Welcome to our third annual issue. As you may have noticed from our website, Hortulus has undergone a great deal of renovation over the past year. Before I turn to the scholarly innovations that our current issue offers you, I would like to acknowledge and thank some of our former gardeners whose work behind the scenes has made Hortulus what it is today.
Two of our former editors, Hayley Weiner and Jay Paul Gates, will be greatly missed. Hayley was the founder of Hortulus and her original idea set the premise for the work we hope to continue for many years to come. Jay has been an interim Editor in Chief, a submissions editor, and the backbone of our motley team of graduate students from around the globe since the beginning. We wish him the best with his new tenure-track job at the City University of New York this fall.

● RECORDED DATA:
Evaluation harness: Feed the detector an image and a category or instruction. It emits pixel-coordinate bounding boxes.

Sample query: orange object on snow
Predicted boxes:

● EXERCISE TASKS:
**1)** Retype the Hortulus editorial from "Welcome to our" up to and including "it is today.".
**2)** Write what comes next in the Hortulus editorial, picking up after its last sentence.

● ANSWERS BY ITEM NUMBER:
**1)**
Welcome to our third annual issue. As you may have noticed from our website, Hortulus has undergone a great deal of renovation over the past year. Before I turn to the scholarly innovations that our current issue offers you, I would like to acknowledge and thank some of our former gardeners whose work behind the scenes has made Hortulus what it is today.

**2)**
The theme of renewal and transition that has shaped the internal life of Hortulus is also reflected in our current issue. Our articles move us away from the fallacy of projecting contemporary notions of sexuality and desire onto the Middle Ages. William Christopher Brown’s article considers sodomy in the context of twelfth–century constructs of masculinity. Jenny Lee’s article focuses on corporal desire in the context of medieval ideals of spiritual discernment. Even our book review challenges us to reconsider the influence of ancient Greek medicinal treatises on medieval Islamic medicine.
Enjoy our new issue and our new website!